Problem description:
Please count how many lines in the items below contain the word "metal". Reply with that number only.

Provided data:
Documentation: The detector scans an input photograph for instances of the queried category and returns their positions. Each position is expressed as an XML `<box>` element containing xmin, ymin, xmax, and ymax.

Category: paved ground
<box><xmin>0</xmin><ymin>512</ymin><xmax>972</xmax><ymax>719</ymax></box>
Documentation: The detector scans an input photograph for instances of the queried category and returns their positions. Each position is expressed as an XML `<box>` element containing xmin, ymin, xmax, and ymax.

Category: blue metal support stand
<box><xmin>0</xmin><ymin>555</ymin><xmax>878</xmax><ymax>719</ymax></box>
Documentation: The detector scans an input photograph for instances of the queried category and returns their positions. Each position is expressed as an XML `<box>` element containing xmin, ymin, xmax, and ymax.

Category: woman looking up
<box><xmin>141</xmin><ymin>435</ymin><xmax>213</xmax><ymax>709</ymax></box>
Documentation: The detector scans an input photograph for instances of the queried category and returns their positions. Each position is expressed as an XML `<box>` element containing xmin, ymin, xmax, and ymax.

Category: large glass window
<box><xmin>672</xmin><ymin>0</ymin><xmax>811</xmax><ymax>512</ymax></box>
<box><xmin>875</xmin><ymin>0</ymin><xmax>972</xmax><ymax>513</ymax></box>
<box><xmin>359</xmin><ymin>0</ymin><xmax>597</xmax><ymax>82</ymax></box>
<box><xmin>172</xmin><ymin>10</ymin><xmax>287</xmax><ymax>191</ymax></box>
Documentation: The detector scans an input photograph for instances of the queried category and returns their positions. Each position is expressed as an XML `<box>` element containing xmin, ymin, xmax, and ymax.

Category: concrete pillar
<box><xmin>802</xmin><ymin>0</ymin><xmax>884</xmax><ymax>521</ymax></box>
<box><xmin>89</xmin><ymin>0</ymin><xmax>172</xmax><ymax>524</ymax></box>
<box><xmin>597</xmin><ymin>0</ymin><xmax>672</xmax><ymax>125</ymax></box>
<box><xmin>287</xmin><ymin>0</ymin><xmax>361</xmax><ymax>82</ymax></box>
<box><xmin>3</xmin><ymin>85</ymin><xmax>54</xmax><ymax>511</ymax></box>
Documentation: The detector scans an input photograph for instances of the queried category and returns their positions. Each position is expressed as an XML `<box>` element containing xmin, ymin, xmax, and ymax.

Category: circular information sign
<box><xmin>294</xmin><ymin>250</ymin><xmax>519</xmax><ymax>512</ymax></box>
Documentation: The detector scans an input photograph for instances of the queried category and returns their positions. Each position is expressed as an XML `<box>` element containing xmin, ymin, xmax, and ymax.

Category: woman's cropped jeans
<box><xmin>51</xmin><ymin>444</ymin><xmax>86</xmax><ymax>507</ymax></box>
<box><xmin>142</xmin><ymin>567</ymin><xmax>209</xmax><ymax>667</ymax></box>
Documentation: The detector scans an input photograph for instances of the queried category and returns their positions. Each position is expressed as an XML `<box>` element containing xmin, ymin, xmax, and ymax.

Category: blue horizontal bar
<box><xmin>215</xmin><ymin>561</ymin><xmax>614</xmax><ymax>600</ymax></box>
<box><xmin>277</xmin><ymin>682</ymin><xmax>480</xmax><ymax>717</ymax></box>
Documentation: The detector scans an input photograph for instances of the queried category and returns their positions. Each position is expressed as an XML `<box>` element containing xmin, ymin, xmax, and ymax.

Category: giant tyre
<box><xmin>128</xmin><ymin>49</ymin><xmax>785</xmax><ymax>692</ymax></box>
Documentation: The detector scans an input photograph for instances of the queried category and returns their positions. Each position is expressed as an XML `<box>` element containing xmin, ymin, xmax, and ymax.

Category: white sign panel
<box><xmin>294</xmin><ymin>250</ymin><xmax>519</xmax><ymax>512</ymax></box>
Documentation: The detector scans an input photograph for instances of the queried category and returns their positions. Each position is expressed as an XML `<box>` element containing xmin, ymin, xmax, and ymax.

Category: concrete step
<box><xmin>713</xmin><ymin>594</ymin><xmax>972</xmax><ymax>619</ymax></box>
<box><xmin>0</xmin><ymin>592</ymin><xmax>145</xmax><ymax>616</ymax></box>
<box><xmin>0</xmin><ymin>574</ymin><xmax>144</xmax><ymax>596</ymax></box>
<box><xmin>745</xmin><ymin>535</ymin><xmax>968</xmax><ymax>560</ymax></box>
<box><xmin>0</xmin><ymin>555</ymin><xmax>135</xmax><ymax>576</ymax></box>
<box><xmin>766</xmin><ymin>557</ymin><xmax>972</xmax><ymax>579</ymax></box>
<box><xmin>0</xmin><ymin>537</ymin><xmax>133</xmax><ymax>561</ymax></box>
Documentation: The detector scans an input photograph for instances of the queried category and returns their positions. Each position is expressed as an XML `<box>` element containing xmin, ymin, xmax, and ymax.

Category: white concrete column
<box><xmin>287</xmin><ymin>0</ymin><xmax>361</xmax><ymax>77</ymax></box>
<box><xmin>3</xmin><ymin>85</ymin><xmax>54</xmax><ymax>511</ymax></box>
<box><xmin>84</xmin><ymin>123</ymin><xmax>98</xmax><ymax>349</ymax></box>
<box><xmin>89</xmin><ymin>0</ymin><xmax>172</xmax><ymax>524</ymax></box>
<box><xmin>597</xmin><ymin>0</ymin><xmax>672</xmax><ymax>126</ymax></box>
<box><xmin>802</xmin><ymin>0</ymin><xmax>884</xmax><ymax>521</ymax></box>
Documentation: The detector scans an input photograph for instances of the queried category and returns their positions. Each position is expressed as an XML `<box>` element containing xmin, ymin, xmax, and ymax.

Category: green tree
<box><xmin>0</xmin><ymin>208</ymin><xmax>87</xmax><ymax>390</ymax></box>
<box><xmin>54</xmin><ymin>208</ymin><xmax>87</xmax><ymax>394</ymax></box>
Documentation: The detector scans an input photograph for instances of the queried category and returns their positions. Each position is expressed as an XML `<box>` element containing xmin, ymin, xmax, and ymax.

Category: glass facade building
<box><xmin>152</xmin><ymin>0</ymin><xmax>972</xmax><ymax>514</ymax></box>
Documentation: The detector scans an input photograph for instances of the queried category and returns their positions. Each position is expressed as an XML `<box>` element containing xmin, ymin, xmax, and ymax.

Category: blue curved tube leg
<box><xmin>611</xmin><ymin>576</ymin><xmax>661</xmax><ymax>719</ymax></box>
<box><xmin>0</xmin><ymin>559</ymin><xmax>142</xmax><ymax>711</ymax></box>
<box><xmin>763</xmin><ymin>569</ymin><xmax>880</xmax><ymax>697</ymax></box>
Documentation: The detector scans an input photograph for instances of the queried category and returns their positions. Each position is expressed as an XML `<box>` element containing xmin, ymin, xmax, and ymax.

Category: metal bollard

Result for this exercise:
2